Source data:
· · ·

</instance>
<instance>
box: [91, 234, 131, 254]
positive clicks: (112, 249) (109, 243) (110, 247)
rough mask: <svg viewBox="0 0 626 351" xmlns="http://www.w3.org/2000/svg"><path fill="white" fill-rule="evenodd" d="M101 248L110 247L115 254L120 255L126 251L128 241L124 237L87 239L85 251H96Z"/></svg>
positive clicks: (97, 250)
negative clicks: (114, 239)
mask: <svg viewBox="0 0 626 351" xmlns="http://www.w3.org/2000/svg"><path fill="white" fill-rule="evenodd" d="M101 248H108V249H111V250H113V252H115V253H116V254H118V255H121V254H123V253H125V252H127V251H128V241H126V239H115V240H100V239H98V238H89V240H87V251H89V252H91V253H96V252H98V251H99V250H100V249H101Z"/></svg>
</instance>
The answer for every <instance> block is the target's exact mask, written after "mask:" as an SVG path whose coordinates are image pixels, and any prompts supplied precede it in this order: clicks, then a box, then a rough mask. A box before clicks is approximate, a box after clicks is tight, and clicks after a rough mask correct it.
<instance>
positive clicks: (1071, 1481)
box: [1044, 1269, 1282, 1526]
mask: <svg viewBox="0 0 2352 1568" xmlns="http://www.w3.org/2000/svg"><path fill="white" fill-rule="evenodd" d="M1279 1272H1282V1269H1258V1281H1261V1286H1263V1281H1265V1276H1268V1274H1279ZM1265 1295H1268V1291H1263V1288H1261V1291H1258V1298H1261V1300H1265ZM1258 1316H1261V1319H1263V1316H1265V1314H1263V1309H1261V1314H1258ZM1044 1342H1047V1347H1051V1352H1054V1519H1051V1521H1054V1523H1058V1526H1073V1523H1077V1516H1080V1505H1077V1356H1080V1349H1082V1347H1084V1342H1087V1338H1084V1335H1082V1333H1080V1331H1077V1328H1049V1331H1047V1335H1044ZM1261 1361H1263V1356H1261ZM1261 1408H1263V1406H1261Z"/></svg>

· · ·

Reproduce the source data lines verbatim, from the first line through the line holding "rough mask: <svg", inclusive.

Solution -
</instance>
<instance>
box: [91, 234, 131, 254]
positive clicks: (112, 249) (109, 243) (110, 247)
rough mask: <svg viewBox="0 0 626 351" xmlns="http://www.w3.org/2000/svg"><path fill="white" fill-rule="evenodd" d="M101 248L110 247L115 254L120 255L126 251L128 241L124 237L87 239L85 251H96Z"/></svg>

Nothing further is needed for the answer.